Some items

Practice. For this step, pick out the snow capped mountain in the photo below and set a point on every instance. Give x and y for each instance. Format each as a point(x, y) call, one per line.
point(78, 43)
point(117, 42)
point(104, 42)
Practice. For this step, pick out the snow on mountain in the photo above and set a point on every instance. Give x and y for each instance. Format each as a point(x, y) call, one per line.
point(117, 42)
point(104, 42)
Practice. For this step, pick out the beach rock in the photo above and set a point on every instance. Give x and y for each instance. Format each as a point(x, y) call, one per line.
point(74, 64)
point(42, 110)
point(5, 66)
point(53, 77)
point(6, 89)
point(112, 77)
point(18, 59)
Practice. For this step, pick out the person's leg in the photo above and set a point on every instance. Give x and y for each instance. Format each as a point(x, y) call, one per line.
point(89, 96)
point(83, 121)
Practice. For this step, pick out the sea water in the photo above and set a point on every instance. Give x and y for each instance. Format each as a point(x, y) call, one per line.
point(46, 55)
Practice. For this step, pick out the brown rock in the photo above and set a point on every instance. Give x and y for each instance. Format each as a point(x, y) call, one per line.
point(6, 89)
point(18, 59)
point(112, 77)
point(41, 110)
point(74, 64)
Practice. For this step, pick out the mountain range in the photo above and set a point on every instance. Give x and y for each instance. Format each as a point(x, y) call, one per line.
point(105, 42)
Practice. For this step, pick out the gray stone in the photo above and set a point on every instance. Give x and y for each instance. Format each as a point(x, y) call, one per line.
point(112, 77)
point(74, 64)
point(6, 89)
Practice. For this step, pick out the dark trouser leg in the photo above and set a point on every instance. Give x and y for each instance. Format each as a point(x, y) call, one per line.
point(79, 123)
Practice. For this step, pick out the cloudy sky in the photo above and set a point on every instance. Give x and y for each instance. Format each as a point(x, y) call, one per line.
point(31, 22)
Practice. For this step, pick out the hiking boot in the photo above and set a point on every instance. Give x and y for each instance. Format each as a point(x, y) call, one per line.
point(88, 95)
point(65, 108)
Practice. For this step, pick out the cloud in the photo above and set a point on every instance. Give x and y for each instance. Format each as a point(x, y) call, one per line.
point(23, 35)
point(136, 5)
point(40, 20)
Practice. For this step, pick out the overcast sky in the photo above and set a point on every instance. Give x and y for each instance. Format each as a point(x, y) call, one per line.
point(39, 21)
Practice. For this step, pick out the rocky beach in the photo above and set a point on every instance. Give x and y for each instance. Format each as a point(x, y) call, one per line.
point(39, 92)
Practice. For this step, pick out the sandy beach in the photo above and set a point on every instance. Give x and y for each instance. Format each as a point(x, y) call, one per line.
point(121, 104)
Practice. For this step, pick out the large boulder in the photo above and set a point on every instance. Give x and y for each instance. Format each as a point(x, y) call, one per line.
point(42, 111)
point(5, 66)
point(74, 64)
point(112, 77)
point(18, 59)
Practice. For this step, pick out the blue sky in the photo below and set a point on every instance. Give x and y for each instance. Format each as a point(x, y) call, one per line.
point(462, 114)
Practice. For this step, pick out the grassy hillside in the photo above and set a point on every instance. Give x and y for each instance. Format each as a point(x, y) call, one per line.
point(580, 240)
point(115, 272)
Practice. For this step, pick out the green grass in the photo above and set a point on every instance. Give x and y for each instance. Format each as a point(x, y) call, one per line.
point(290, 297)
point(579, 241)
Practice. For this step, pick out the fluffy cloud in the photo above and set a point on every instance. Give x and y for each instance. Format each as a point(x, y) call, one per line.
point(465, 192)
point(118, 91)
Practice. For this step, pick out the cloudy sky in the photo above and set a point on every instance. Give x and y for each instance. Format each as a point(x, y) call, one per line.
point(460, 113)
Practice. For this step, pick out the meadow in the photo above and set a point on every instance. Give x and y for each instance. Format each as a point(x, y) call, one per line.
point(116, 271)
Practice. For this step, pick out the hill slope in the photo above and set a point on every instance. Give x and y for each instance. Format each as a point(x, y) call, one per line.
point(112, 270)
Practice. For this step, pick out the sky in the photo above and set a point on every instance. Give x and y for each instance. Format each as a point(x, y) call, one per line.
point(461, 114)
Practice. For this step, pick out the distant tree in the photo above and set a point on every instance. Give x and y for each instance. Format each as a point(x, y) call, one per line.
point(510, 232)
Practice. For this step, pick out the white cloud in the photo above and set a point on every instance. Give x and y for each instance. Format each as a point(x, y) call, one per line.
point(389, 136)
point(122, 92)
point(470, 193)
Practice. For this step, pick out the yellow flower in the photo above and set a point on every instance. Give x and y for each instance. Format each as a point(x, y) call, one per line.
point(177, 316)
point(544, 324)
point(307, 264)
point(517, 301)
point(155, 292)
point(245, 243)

Objective – Repeat all of the items above word for word, keeping every line the same.

Response to the task –
Practice. For this step, pick out the snow capped mountain in the photo below and set a point on every instance. Give x and y for each instance. Format each as a point(x, y) call, one per line.
point(78, 43)
point(117, 42)
point(104, 42)
Practice. For this step, pick out the snow on mountain in the photo above and set a point on every instance. Give x and y for each instance. Format each as a point(x, y) call, one per line.
point(117, 42)
point(104, 42)
Practice. For this step, pick out the beach rock in the photo above and set a point on every instance. Give x and y for each instance. Format each as a point(x, y) call, one per line.
point(74, 64)
point(42, 110)
point(5, 66)
point(53, 77)
point(6, 89)
point(112, 77)
point(18, 59)
Practice. For this step, pick out the person's leg in the photo above and set a point on every instance. Give x and y for each instance. Format each as a point(x, y) call, one per line.
point(89, 96)
point(83, 121)
Practice. For this step, pick out the sea water in the photo above and set a point on every instance. Give x and y for each instance. Format each as a point(x, y) call, one per line.
point(46, 55)
Practice. For this step, pick out the brown rock in the photo above and set a point on every instance. Give x and y for each instance. Format each as a point(x, y) call, one per line.
point(6, 89)
point(18, 59)
point(112, 77)
point(41, 110)
point(74, 64)
Practice. For this step, pick out the mountain range in the photo above and set a point on every instance. Give x and y for each instance. Format each as a point(x, y) call, one per line.
point(105, 42)
Practice. For this step, pick out the gray stone in the photo above and set a point on every instance. Give x and y for each instance. Format each as a point(x, y) call, one per line.
point(112, 77)
point(74, 64)
point(6, 89)
Practice. For this step, pick out the dark trouser leg in the photo above and set a point on every instance. Give x and y for each instance. Format each as a point(x, y) call, one per line.
point(79, 123)
Practice. For this step, pick out the cloudy sky in the photo above and set a point on every instance. Give x and y for each instance. Format each as a point(x, y) call, one per line.
point(31, 22)
Practice. For this step, pick out the hiking boot in the photo above and set a point on every instance. Give x and y for each instance. Format each as a point(x, y) call, one per line.
point(88, 95)
point(65, 108)
Practice. For this step, pick out the cloud in the photo above and set a point on every instance. Give x and y for each instance. Format each as a point(x, y) call, one per line.
point(23, 35)
point(136, 5)
point(40, 20)
Practice. For this step, pick out the overcast sky in the photo above and set a point on every instance. Give x and y for each instance. Format each as a point(x, y) call, one per line.
point(39, 21)
Practice. For this step, pick out the rocky beach in the photo above and set a point on every instance. Give x and y for each instance. Format each as a point(x, y) call, one per line.
point(39, 92)
Practice. For this step, pick out the sandy beach in the photo above and set a point on every instance. Give x and y for each instance. Format each as a point(x, y) call, one per line.
point(121, 104)
Practice. For this step, pick out the large boulder in the photo above and set a point on every instance. Give x and y for each instance. Format each as a point(x, y) call, one per line.
point(42, 111)
point(5, 66)
point(74, 64)
point(112, 77)
point(18, 59)
Practice. For this step, pick out the blue sky in the photo below and set a point on every instance. Give x and y for each instance. Format each as a point(x, y) call, one per line.
point(462, 114)
Practice. For this step, pick out the grassy hillside in the photo above and set a point on every instance. Give x and y for each instance. Format each as a point(x, y) call, one per line.
point(580, 240)
point(115, 272)
Practice. For this step, pick out the green grass in the photo above and set a point on every instance. Give x and y for each instance. Format each as a point(x, y) call, one per line.
point(290, 297)
point(579, 241)
Practice. For this step, pick out the fluffy cloud in the photo above and set a point on every instance. Give x and y for each instance. Format each as a point(x, y) call, one per line.
point(465, 192)
point(118, 91)
Practice. For this step, pick out the cloudy sky in the photo above and set a point on every instance. Give x and y for each instance. Format each as a point(x, y) call, one per line.
point(460, 113)
Practice. For this step, pick out the meadow in the photo above and set a point on every instance. Give x and y for each instance. Format each as a point(x, y) call, one per line.
point(116, 271)
Practice. For this step, pick out the hill slope in the photo above and set a point on every instance. Give x and y for each instance. Format each as a point(x, y) call, one per line.
point(112, 270)
Practice. For this step, pick out the sky in the photo above and set a point on every instance. Give x and y for each instance. Format each as a point(x, y) call, one per line.
point(461, 114)
Practice. For this step, pick out the distant tree in the photo above and set a point on every instance. Give x and y for each instance. Format each as a point(x, y) call, one per line.
point(510, 232)
Practice. For this step, pick out the white cloud in the photo above and set a point on every instance. Give x and y for each instance. Format each as a point(x, y) call, one per line.
point(389, 136)
point(122, 92)
point(470, 193)
Practice. For this step, pick out the yellow flower in the photo above and set a point on every instance. Give x and y for each instance. Format each as a point(x, y) call, one per line.
point(177, 316)
point(544, 324)
point(307, 264)
point(517, 301)
point(155, 292)
point(245, 243)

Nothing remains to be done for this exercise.